THE REQUEST
State how many lines of the data contain the string "metal", with case counting, and give only that number.

MATERIAL PROVIDED
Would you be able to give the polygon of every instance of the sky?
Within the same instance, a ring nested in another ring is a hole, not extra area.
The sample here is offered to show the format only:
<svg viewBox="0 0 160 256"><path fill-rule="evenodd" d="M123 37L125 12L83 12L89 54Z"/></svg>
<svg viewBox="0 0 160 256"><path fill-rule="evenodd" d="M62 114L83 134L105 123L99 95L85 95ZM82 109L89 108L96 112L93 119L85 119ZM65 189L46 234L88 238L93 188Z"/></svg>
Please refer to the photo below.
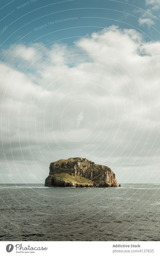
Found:
<svg viewBox="0 0 160 256"><path fill-rule="evenodd" d="M0 183L86 158L160 183L159 0L1 1Z"/></svg>

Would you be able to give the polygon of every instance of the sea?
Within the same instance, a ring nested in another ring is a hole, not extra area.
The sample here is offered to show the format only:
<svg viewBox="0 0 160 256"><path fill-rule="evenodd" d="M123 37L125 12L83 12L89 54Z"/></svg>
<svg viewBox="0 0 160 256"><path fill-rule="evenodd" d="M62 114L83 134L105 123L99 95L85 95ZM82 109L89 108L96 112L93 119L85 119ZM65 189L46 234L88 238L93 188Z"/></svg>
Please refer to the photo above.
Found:
<svg viewBox="0 0 160 256"><path fill-rule="evenodd" d="M121 188L0 185L4 241L158 241L160 184Z"/></svg>

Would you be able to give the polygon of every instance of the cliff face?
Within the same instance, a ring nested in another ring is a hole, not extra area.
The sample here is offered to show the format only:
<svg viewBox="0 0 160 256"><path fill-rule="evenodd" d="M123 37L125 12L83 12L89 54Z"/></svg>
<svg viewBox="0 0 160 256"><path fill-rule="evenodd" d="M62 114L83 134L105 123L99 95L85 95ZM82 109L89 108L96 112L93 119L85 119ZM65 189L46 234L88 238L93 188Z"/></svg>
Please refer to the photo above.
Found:
<svg viewBox="0 0 160 256"><path fill-rule="evenodd" d="M56 187L117 187L113 172L104 165L82 158L61 159L51 163L45 186Z"/></svg>

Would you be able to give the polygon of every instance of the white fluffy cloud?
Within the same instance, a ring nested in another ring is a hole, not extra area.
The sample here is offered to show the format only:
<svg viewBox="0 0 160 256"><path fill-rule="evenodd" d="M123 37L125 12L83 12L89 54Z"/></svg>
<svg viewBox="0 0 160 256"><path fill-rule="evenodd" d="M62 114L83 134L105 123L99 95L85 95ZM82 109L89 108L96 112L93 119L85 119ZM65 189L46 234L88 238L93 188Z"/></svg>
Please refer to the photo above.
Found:
<svg viewBox="0 0 160 256"><path fill-rule="evenodd" d="M71 47L25 45L1 53L2 138L12 181L43 182L50 162L79 156L110 166L120 182L160 182L152 172L160 43L113 26Z"/></svg>

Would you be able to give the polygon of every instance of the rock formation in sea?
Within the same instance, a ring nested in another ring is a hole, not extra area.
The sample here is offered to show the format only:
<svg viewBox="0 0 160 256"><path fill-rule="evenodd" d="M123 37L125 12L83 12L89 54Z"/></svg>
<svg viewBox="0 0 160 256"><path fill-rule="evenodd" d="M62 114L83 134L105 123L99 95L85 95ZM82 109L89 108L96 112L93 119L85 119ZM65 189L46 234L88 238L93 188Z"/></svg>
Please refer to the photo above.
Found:
<svg viewBox="0 0 160 256"><path fill-rule="evenodd" d="M81 188L117 186L116 175L107 166L81 157L71 157L51 163L44 185Z"/></svg>

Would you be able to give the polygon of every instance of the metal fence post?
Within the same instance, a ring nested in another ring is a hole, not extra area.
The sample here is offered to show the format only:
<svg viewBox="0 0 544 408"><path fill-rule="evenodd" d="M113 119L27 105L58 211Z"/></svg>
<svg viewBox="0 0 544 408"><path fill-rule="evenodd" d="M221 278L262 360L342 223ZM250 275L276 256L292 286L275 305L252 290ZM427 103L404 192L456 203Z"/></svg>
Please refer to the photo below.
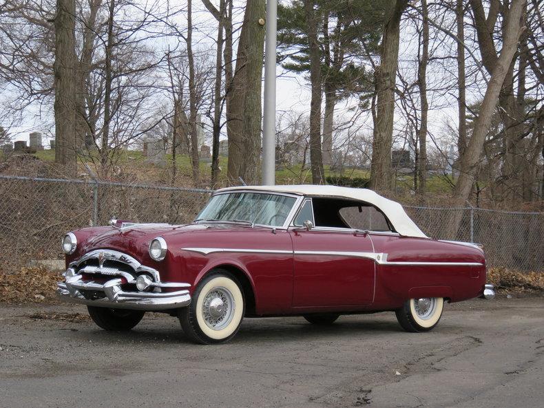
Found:
<svg viewBox="0 0 544 408"><path fill-rule="evenodd" d="M98 225L98 182L94 180L92 186L92 226Z"/></svg>
<svg viewBox="0 0 544 408"><path fill-rule="evenodd" d="M474 241L474 209L470 206L470 242Z"/></svg>

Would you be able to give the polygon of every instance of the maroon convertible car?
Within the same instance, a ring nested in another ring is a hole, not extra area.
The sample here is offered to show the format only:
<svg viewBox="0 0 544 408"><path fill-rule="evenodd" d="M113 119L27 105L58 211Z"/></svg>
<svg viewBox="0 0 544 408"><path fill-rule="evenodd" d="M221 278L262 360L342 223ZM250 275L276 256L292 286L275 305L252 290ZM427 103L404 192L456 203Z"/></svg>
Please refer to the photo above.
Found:
<svg viewBox="0 0 544 408"><path fill-rule="evenodd" d="M243 186L216 191L187 225L110 222L65 235L57 292L107 330L146 311L179 318L202 343L231 339L244 316L394 311L409 332L445 301L492 298L473 244L426 236L402 206L366 189Z"/></svg>

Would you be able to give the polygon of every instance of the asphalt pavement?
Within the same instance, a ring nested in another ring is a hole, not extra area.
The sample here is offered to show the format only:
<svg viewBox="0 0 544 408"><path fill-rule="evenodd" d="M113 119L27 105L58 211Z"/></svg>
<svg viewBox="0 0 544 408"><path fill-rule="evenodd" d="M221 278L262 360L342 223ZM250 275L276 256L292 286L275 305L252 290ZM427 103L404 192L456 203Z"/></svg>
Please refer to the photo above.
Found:
<svg viewBox="0 0 544 408"><path fill-rule="evenodd" d="M423 334L392 312L245 319L207 346L163 314L113 333L85 307L0 303L3 408L353 406L544 406L544 297L446 305Z"/></svg>

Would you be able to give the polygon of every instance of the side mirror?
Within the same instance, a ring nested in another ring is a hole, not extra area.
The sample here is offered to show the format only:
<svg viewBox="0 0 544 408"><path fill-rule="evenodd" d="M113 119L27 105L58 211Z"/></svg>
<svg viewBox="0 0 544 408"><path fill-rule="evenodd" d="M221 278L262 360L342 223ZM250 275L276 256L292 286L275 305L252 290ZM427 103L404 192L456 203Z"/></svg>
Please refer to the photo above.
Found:
<svg viewBox="0 0 544 408"><path fill-rule="evenodd" d="M309 219L306 219L304 221L304 226L306 227L306 230L309 231L313 228L313 223Z"/></svg>

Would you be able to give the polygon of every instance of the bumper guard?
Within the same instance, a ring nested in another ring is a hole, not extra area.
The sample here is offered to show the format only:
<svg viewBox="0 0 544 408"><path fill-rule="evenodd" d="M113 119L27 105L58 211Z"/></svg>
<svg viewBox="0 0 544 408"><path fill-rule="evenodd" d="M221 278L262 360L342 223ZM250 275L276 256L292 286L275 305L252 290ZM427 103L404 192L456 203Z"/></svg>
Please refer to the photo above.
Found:
<svg viewBox="0 0 544 408"><path fill-rule="evenodd" d="M65 301L103 308L133 309L138 310L164 310L184 308L191 303L191 295L187 288L189 283L160 283L156 286L183 288L175 292L127 292L121 289L123 282L114 278L105 283L92 281L84 281L81 275L66 275L65 282L56 284L56 293ZM105 296L98 299L85 297L81 291L103 292Z"/></svg>

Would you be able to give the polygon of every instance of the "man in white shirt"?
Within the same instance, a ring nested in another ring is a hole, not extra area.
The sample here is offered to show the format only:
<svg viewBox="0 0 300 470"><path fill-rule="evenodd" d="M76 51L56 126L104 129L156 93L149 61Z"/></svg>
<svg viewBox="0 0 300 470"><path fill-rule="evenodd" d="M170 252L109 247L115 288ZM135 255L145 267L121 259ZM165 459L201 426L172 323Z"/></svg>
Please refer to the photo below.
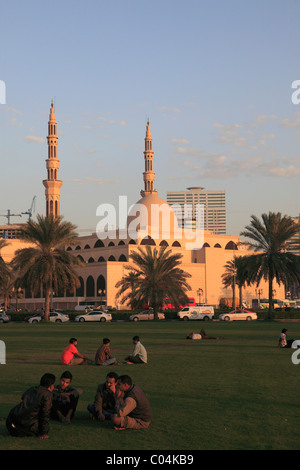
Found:
<svg viewBox="0 0 300 470"><path fill-rule="evenodd" d="M140 342L139 336L132 338L134 348L130 356L125 358L127 364L147 364L147 351Z"/></svg>

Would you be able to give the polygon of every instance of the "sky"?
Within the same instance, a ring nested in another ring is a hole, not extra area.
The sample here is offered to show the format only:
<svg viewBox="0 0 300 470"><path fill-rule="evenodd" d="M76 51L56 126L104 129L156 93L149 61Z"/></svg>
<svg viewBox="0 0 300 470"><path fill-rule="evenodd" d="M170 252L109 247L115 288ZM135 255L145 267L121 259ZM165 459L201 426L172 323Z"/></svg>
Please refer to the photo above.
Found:
<svg viewBox="0 0 300 470"><path fill-rule="evenodd" d="M60 211L82 235L99 205L140 199L148 119L162 199L225 190L229 235L299 215L299 0L10 0L0 44L0 224L34 196L45 214L52 100Z"/></svg>

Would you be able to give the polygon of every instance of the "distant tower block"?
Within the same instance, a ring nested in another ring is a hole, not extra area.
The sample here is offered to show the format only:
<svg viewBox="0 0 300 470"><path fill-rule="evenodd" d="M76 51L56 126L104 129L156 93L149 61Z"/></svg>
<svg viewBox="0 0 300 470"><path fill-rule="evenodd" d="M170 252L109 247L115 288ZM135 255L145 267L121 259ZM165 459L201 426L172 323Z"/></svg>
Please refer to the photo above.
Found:
<svg viewBox="0 0 300 470"><path fill-rule="evenodd" d="M46 195L46 217L51 214L59 217L60 187L62 181L58 179L59 160L57 159L57 141L55 113L51 103L48 122L48 159L46 160L47 179L43 181Z"/></svg>
<svg viewBox="0 0 300 470"><path fill-rule="evenodd" d="M153 171L153 150L152 150L152 137L149 121L146 127L145 137L145 171L143 173L145 189L141 191L141 196L148 196L149 194L157 194L154 189L155 173Z"/></svg>

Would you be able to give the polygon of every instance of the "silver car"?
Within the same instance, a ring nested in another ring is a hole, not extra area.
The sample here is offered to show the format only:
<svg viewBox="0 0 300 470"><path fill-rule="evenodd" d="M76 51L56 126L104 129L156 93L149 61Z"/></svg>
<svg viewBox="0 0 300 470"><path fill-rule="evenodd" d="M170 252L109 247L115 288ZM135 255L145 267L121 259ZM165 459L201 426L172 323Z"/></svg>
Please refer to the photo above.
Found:
<svg viewBox="0 0 300 470"><path fill-rule="evenodd" d="M110 313L101 312L99 310L92 310L91 312L82 313L81 315L76 315L75 321L85 322L85 321L111 321L112 316Z"/></svg>
<svg viewBox="0 0 300 470"><path fill-rule="evenodd" d="M134 313L133 315L130 315L129 320L131 320L131 321L153 320L153 318L154 318L153 310L144 310L143 312ZM159 320L164 320L165 319L165 314L164 313L158 313L158 319Z"/></svg>
<svg viewBox="0 0 300 470"><path fill-rule="evenodd" d="M28 318L28 323L39 323L42 320L42 316L38 313L33 315L33 317ZM62 323L65 321L70 321L69 315L65 315L60 312L50 312L49 320L54 323Z"/></svg>

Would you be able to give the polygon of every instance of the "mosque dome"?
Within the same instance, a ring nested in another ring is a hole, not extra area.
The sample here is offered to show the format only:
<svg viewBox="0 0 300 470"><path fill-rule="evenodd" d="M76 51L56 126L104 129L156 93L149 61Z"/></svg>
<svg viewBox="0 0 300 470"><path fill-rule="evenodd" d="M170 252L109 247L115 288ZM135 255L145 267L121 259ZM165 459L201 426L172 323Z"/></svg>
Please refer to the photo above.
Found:
<svg viewBox="0 0 300 470"><path fill-rule="evenodd" d="M174 239L176 230L175 212L157 193L143 196L129 211L127 231L130 238Z"/></svg>
<svg viewBox="0 0 300 470"><path fill-rule="evenodd" d="M145 137L145 171L142 198L134 204L127 217L127 231L130 238L173 239L178 229L175 212L170 205L157 195L154 189L152 136L149 121Z"/></svg>

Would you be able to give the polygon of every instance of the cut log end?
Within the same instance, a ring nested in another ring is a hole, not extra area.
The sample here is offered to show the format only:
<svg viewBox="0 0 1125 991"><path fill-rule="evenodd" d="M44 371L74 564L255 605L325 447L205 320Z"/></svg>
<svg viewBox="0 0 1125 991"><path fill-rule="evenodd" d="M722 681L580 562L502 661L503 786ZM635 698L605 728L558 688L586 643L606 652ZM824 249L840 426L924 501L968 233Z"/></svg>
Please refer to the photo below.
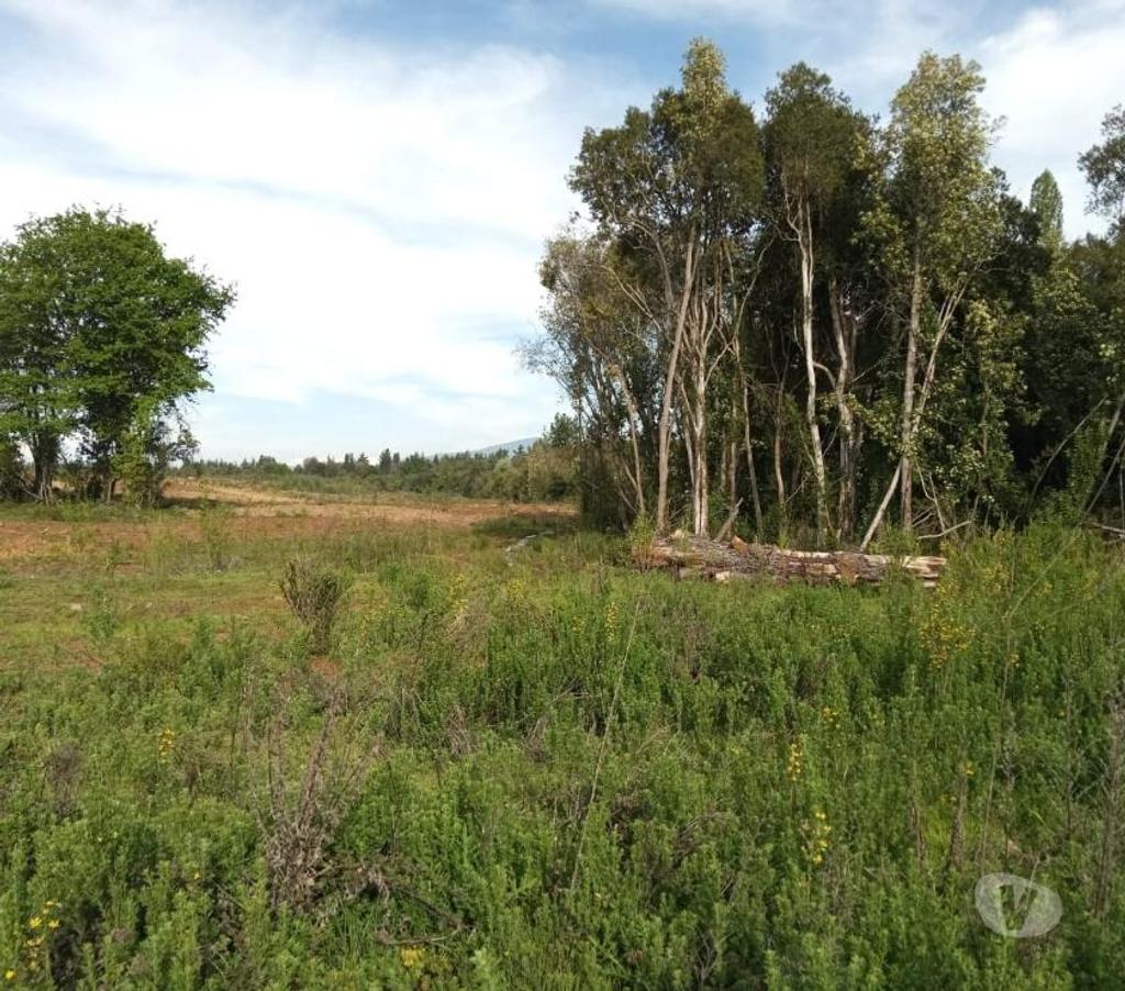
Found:
<svg viewBox="0 0 1125 991"><path fill-rule="evenodd" d="M633 555L642 568L666 568L680 578L732 582L755 577L781 585L878 585L901 569L926 588L937 585L945 569L942 557L868 555L857 551L785 550L773 544L747 543L735 537L729 543L677 532L655 540Z"/></svg>

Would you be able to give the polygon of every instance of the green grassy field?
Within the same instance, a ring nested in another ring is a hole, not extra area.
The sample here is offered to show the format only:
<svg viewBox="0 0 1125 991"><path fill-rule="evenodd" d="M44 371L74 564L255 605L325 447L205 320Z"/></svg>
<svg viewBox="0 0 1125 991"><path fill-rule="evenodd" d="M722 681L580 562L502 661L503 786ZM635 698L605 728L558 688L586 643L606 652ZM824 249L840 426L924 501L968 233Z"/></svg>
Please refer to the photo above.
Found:
<svg viewBox="0 0 1125 991"><path fill-rule="evenodd" d="M565 514L345 510L0 512L3 984L1119 985L1096 538L776 589ZM327 654L295 558L348 583ZM990 931L999 871L1058 927Z"/></svg>

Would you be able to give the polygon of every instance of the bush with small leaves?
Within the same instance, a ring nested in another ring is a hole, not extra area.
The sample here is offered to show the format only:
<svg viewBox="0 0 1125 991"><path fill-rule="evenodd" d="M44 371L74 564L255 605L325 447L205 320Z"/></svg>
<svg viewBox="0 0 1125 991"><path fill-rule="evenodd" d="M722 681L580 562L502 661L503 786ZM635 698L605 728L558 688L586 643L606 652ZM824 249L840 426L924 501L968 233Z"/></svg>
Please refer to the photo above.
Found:
<svg viewBox="0 0 1125 991"><path fill-rule="evenodd" d="M286 566L281 594L308 631L313 654L327 654L331 648L332 625L348 587L343 575L320 568L307 558L294 558Z"/></svg>

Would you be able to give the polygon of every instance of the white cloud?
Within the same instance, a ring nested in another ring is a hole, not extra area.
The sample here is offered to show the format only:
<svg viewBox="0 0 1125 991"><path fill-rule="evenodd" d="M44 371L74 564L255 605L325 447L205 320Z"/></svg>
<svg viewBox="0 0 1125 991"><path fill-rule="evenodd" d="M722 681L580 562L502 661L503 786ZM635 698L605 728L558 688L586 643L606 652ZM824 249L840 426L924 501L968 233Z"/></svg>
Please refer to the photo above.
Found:
<svg viewBox="0 0 1125 991"><path fill-rule="evenodd" d="M1030 10L974 52L988 78L984 103L1006 118L996 156L1012 191L1026 200L1032 180L1051 169L1071 236L1097 226L1083 214L1077 159L1099 139L1106 111L1125 99L1123 13L1120 2Z"/></svg>
<svg viewBox="0 0 1125 991"><path fill-rule="evenodd" d="M490 439L549 418L512 333L533 328L541 240L573 208L565 172L596 114L560 62L423 57L300 9L0 0L4 15L35 34L6 65L0 120L52 138L0 137L0 229L71 202L156 220L238 285L213 345L220 395L367 396L400 411L377 440L430 449L476 440L474 408Z"/></svg>

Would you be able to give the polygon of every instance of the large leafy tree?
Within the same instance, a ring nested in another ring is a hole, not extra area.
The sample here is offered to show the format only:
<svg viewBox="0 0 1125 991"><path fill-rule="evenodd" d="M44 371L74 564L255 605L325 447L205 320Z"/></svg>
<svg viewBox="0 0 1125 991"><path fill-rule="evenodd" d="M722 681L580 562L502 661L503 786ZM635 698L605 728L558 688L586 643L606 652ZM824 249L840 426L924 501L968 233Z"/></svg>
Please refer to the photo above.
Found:
<svg viewBox="0 0 1125 991"><path fill-rule="evenodd" d="M832 89L827 75L803 62L781 73L777 85L766 93L766 108L770 116L765 126L765 150L772 219L781 237L793 244L800 273L798 324L804 354L806 424L816 487L817 533L822 542L829 528L829 513L825 444L817 407L818 370L825 368L825 355L820 353L814 331L818 251L821 240L829 236L838 201L848 192L865 121L852 109L847 98ZM838 351L839 360L846 363L847 348L838 348ZM847 420L846 405L842 408Z"/></svg>
<svg viewBox="0 0 1125 991"><path fill-rule="evenodd" d="M119 213L74 208L19 227L0 251L0 427L30 449L39 497L71 435L111 497L137 438L164 436L159 424L209 387L205 344L233 300Z"/></svg>

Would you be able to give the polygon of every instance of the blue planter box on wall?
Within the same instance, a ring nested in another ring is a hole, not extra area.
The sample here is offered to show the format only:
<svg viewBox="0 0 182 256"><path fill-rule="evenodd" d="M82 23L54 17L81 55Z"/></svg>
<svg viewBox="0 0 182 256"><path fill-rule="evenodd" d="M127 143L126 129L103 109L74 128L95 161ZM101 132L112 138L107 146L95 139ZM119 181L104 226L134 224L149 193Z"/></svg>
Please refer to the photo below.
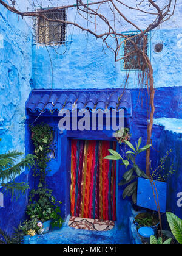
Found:
<svg viewBox="0 0 182 256"><path fill-rule="evenodd" d="M160 212L164 213L166 211L167 183L158 181L155 181L154 182L157 190ZM155 189L153 188L157 202ZM138 178L138 179L137 205L157 211L153 191L149 179L143 178Z"/></svg>

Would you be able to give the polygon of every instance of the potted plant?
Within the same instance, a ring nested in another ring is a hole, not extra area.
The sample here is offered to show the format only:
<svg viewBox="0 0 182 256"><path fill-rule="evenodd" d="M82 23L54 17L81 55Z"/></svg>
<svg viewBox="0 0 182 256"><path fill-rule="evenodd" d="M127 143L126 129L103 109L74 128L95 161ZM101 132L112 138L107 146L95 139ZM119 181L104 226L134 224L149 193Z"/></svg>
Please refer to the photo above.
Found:
<svg viewBox="0 0 182 256"><path fill-rule="evenodd" d="M124 143L124 140L130 140L132 135L130 133L130 129L121 127L114 133L114 137L116 138L118 143L121 144Z"/></svg>
<svg viewBox="0 0 182 256"><path fill-rule="evenodd" d="M61 202L56 201L52 190L45 188L42 184L37 190L32 190L29 196L29 202L26 213L30 219L36 218L43 223L43 233L49 231L50 224L53 227L61 227L63 220L59 213Z"/></svg>
<svg viewBox="0 0 182 256"><path fill-rule="evenodd" d="M173 165L169 167L169 171L164 174L164 163L171 150L160 160L158 166L152 171L150 179L138 179L137 205L163 213L166 211L167 183L166 180L173 174Z"/></svg>
<svg viewBox="0 0 182 256"><path fill-rule="evenodd" d="M143 177L145 179L149 179L148 176L146 176L144 172L137 165L136 157L152 145L146 145L142 148L140 148L141 140L142 138L141 137L138 142L136 142L135 146L134 146L129 141L124 140L124 143L132 150L132 151L129 150L125 153L126 157L124 159L120 154L113 149L109 149L111 155L107 155L104 158L112 160L121 160L126 169L128 166L130 167L123 176L123 180L119 183L119 185L129 184L123 193L123 197L125 199L126 196L132 196L132 201L135 204L136 203L137 178Z"/></svg>
<svg viewBox="0 0 182 256"><path fill-rule="evenodd" d="M157 232L157 227L160 224L158 216L155 213L140 213L135 216L134 224L138 229L141 227L150 227L154 230L155 233Z"/></svg>
<svg viewBox="0 0 182 256"><path fill-rule="evenodd" d="M44 232L42 223L36 218L25 221L20 226L20 229L24 235L22 243L25 244L36 244L38 236Z"/></svg>

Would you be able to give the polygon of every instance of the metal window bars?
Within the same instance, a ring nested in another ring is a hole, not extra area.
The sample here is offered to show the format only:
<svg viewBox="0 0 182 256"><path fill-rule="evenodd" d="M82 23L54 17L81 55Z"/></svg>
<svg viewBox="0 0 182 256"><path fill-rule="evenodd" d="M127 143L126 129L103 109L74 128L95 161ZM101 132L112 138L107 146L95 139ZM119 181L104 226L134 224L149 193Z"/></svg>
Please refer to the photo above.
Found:
<svg viewBox="0 0 182 256"><path fill-rule="evenodd" d="M66 9L47 10L44 13L47 18L53 20L67 20L67 10ZM42 17L34 20L34 39L37 44L61 45L66 42L67 24L66 23L49 21Z"/></svg>
<svg viewBox="0 0 182 256"><path fill-rule="evenodd" d="M130 35L131 37L132 35ZM145 48L145 52L147 54L148 52L148 35L145 35L147 39L147 44ZM143 37L135 37L132 38L132 41L135 43L139 49L143 49ZM129 56L129 54L131 53ZM135 50L135 46L132 43L127 40L124 42L124 55L126 56L124 58L124 69L135 70L141 69L143 66L143 57L137 54Z"/></svg>

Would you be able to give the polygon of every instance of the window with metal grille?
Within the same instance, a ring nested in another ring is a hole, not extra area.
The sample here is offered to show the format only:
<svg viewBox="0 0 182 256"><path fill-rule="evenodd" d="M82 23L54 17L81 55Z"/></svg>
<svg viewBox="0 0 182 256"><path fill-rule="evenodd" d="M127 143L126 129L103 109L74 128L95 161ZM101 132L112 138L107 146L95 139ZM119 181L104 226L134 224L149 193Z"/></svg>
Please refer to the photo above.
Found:
<svg viewBox="0 0 182 256"><path fill-rule="evenodd" d="M44 13L49 19L66 20L66 9L49 10ZM66 24L57 21L48 21L39 17L38 21L38 43L44 44L64 44L66 41Z"/></svg>
<svg viewBox="0 0 182 256"><path fill-rule="evenodd" d="M132 37L132 35L130 35L129 37ZM145 52L148 55L149 35L145 35L147 40ZM143 37L136 36L133 37L132 40L135 44L136 44L136 46L139 49L143 50L144 43L144 39ZM135 45L132 43L132 42L129 40L125 41L123 53L124 56L123 69L124 70L141 69L143 66L143 57L136 53Z"/></svg>
<svg viewBox="0 0 182 256"><path fill-rule="evenodd" d="M58 129L56 126L52 126L52 141L50 146L50 152L49 157L50 159L57 159L58 158Z"/></svg>

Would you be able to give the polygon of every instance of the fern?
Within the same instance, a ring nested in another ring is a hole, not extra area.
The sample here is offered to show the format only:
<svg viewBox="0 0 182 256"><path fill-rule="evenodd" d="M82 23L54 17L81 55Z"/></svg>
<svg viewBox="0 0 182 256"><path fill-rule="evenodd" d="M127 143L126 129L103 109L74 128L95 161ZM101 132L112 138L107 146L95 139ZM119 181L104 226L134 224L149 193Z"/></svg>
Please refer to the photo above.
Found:
<svg viewBox="0 0 182 256"><path fill-rule="evenodd" d="M15 177L21 174L23 168L29 169L35 163L35 156L30 154L16 163L22 155L23 153L16 151L0 154L0 187L12 196L12 199L14 195L19 197L21 193L24 193L29 188L27 183L15 182Z"/></svg>

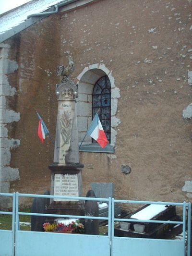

FINISHED ANSWER
3